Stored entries
++++++++++++++++++++
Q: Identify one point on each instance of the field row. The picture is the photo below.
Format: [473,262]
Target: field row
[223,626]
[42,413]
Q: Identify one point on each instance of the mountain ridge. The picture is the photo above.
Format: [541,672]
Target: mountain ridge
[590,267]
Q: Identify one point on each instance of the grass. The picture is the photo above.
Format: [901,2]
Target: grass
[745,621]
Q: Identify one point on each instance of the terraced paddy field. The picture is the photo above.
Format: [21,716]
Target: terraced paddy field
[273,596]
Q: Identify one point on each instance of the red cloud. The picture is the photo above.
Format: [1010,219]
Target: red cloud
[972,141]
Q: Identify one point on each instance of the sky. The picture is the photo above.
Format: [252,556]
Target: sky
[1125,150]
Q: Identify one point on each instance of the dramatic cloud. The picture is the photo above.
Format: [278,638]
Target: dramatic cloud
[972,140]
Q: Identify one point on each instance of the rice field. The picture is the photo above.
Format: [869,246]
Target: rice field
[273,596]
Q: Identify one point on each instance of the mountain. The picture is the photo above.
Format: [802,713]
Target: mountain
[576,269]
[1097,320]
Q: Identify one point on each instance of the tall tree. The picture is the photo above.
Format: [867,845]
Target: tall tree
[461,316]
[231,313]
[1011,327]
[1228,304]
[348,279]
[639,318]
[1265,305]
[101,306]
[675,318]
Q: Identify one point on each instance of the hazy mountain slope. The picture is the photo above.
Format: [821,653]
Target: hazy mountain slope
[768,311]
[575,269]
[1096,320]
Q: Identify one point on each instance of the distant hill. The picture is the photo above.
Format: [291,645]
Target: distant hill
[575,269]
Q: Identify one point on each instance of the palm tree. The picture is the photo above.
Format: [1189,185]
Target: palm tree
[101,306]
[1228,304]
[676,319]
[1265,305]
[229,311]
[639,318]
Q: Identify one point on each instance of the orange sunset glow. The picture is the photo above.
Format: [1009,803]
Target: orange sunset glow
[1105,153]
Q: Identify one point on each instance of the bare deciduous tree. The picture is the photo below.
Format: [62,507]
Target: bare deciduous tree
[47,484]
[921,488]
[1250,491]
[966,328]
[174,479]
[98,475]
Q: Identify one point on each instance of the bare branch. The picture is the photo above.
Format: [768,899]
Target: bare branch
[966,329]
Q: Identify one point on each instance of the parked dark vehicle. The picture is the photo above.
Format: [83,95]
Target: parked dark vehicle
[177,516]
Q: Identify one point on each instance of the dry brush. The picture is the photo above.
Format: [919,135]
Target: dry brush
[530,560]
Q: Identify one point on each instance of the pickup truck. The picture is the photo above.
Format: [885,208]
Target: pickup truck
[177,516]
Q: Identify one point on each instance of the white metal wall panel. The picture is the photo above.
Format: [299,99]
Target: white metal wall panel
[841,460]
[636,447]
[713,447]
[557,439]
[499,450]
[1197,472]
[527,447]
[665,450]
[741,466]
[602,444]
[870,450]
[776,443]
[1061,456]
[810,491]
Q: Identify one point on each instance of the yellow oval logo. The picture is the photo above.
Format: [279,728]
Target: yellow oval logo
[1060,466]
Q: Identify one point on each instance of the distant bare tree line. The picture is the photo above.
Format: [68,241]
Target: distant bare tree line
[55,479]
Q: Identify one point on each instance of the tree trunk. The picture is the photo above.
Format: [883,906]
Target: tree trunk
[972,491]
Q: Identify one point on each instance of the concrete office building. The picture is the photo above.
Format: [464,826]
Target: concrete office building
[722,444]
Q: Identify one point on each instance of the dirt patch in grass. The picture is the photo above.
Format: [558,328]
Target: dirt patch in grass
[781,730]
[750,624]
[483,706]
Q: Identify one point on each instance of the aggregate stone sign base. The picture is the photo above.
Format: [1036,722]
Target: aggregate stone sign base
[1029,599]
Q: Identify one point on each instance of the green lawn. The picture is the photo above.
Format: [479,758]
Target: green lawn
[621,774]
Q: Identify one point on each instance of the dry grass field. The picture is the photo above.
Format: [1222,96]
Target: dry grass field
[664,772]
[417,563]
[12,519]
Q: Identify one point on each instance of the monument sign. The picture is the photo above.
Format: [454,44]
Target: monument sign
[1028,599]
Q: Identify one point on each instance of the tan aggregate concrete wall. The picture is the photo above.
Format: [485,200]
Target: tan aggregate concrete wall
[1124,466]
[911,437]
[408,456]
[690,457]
++++++++++++++++++++
### Written instruction
Copy out all of the data above line for line, with no changes.

### Task solution
Q: Identify one point on each instance of the field row. The picture is the photo below.
Format: [473,262]
Target: field row
[223,626]
[42,413]
Q: Identify one point on each instance of the mountain ridge. The picture is the photo above.
Format: [541,672]
Target: mountain ridge
[590,267]
Q: Identify one point on each instance of the grass. The picture is the photo above.
Format: [901,2]
Target: grass
[745,621]
Q: Identify one point on each instance of the terraced paddy field. The picture is the photo above.
Format: [21,716]
Target: terraced paddy field
[273,596]
Q: Identify one point on each instance of the red cloud. The picture is the photo above.
Format: [1010,219]
Target: red cloud
[972,141]
Q: Identify one point on each instance of the sky. The picture is the photo above.
Format: [252,556]
Target: sky
[1125,150]
Q: Identify one point on each instance of the dramatic cloud. The picture is the photo above.
Format: [278,638]
Target: dramatic cloud
[972,140]
Q: Identify one point on each instance of the rice field. The picture is the photo above.
Format: [869,246]
Target: rice field
[273,596]
Q: Identify one point on each instance of the mountain. The picture is the photo above.
Format: [802,713]
Target: mountain
[576,269]
[1097,320]
Q: Identify one point on each instance of the tall tree. The picture is the photo above.
Format: [867,845]
Target: tall tree
[461,316]
[231,313]
[1011,327]
[1228,304]
[348,279]
[639,318]
[1265,305]
[101,306]
[675,318]
Q: Identify one point on each instance of the hazy mountain slope. The picture is the photo above.
Format: [821,653]
Target: hazy mountain slope
[768,311]
[575,269]
[1096,320]
Q: Identify one point on each instance of the distant hill. The picture is the photo above.
Format: [291,645]
Target: distant hill
[575,269]
Q: Identify one point on each instance of the palm tree. The picture is the photo above.
Format: [1189,185]
Target: palm tree
[101,306]
[1228,304]
[676,319]
[1265,305]
[229,311]
[639,318]
Q: Identify one point on each instance of the orange sunset glow. The picture is the photo above.
Format: [1009,803]
Target: orange sunset glow
[1105,153]
Q: Identify one point on each instance of the bare deciduous tree. The picture is the photo below.
Format: [62,507]
Target: bare deciduous tree
[47,484]
[921,488]
[1250,491]
[966,328]
[174,479]
[98,475]
Q: Identify one point on each instance of the bare branch. The picture is the photo above.
Format: [768,899]
Target: bare branch
[966,329]
Q: Identify one point on each instance of the parked dark vehicle. The picture is the photo above.
Format: [83,95]
Target: parked dark vehicle
[177,516]
Q: Identify one point on each instance of the dry brush. The picture is the photo above.
Format: [919,135]
Target: dry brush
[530,560]
Q: Identify one point on each instance of the pickup truck. The picture is the photo above.
Format: [885,208]
Target: pickup truck
[177,516]
Q: Identify one point on each instance of the white metal wall panel. The picture is the photo above.
Format: [299,99]
Target: white metal wall panel
[841,460]
[636,447]
[713,447]
[557,439]
[499,450]
[1197,472]
[527,447]
[665,450]
[741,466]
[602,444]
[870,450]
[776,443]
[1061,456]
[810,491]
Q: Identify one point on each instance of the yellow oval logo. The picture is the photo above.
Format: [279,728]
Target: yellow oval logo
[1060,466]
Q: Identify one point on each instance of the distant bare tree line. The picture is the photo above.
Format: [68,241]
Target: distant bare tree line
[55,479]
Q: Identify one point on each instance of the tree trunk. The picture is the photo above.
Format: [883,906]
Target: tree trunk
[972,491]
Q: Identify one point on each instance of the concrete office building. The picture is the photo above.
Format: [464,826]
Target: concrete office building
[722,444]
Q: Identify one point on each instance of the dirt patch in grass. The picture is the photo above.
Format: [558,328]
Target: dirt patch in grass
[781,730]
[750,624]
[483,706]
Q: Identify one point on each instance of the aggregate stone sign base. The picture is the photo above.
Format: [1036,722]
Target: aggregate stone sign base
[1029,599]
Q: Identify one point on each instance of the green lawn. The picture is the photo above.
Format: [479,758]
Target: green lawn
[621,774]
Q: Identify one point on each instance of the dry grass field. The picture is the photo above.
Format: [1222,96]
Target: dry grass field
[664,772]
[417,563]
[12,519]
Q: Identify one point on each instance of the monument sign. The picture is the photo above.
Format: [454,44]
Target: monument sign
[1028,599]
Q: Identify one point on each instance of the tan aggregate concrete wall. The picture is the photo above.
Format: [485,200]
Target: tan aggregate concrete wall
[1124,466]
[911,437]
[408,456]
[690,457]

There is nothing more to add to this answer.